» **Task set**:
1) Reproduce, word for word, the part of the text on academic art below that opens with the words containing "The art movement" and closes with "integrate both styles.".
2) Answer these questions using the text on academic art below.
(a) In what year was the Academie des beaux-arts founded?
(b) What was the name of the academy's school?
(c) What two things did a student need in order to be accepted into that school?
3) List every characteristic that the text on academic art below gives for the movement.

» **Given text**:
Academic Art

Academic art flourished in Europe from the 17th to the 19th century and is closely associated with Neoclassical art.

The art movement is characterised by a highly sophisticated style, frequent use of mythological and historical subject matter, and a general moralistic tone.

Academie des beaux-arts

Though Academic Art is said to be the style of painting and sculpture produced under the influence of various European academies, it refers particularly to the artists influenced by the French Academie des beaux-arts.

Founded in 1648 in an effort to distinguish true artists from craftsmen, the Academie des beaux-arts placed a strong emphasis on the intellectual qualities of art-making and closely followed the styles of Neoclassicism and Romanticism in an effort to integrate both styles.

It was extremely difficult to be a student of the Academie. Only students who passed an exam and carried a letter of reference from a noted art professor were accepted into the academy’s school, the Ecole des Beaux-Arts.

Spending years in painstaking art training, students were required to copy prints of classical paintings and sculptures to become familiar with the principles of contour, light and shade.

This procedure was believed to be crucial to the academic education as it would help students to assimilate the methods of the masters into their own art making.

To advance to the next step, students presented drawings for evaluation. If approved, they would then draw from plaster casts of famous classical sculptures or human anatomy. Only after obtaining these skills were artists allowed to attend classes in which a live model posed.

Although painting was not actually taught at the cole des Beaux-Arts until after 1863, to learn to paint with a brush, the student first had to demonstrate great skill in drawing, as this was considered to be the foundation of academic painting. Only then could the pupil join the studio of an academician and learn how to paint.

» **Source data**:

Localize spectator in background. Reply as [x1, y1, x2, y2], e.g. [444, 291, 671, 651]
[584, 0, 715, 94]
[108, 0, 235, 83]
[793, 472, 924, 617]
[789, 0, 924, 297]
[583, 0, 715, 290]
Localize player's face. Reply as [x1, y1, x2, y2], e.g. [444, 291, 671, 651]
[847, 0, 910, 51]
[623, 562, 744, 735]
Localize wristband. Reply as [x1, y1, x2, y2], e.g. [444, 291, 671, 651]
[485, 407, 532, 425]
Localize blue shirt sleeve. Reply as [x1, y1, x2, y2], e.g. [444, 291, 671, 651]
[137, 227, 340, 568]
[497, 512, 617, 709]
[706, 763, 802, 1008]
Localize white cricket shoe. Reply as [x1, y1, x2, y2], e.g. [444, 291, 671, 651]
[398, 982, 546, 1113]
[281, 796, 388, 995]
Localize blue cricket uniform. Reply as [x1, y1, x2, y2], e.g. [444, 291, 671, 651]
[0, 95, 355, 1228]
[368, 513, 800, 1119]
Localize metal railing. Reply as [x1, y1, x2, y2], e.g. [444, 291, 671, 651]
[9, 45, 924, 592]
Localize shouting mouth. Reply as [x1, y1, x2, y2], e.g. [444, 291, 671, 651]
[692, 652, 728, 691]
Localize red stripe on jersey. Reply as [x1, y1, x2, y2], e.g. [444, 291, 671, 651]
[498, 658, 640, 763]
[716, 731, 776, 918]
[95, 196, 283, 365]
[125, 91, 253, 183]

» **Solutions by task**:
1)
The art movement is characterised by a highly sophisticated style, frequent use of mythological and historical subject matter, and a general moralistic tone.

Academie des beaux-arts

Though Academic Art is said to be the style of painting and sculpture produced under the influence of various European academies, it refers particularly to the artists influenced by the French Academie des beaux-arts.

Founded in 1648 in an effort to distinguish true artists from craftsmen, the Academie des beaux-arts placed a strong emphasis on the intellectual qualities of art-making and closely followed the styles of Neoclassicism and Romanticism in an effort to integrate both styles.

2)
(a) 1648
(b) The Ecole des Beaux-Arts
(c) A passed exam and a letter of reference from a noted art professor

3)
- A highly sophisticated style
- Frequent use of mythological and historical subject matter
- A general moralistic tone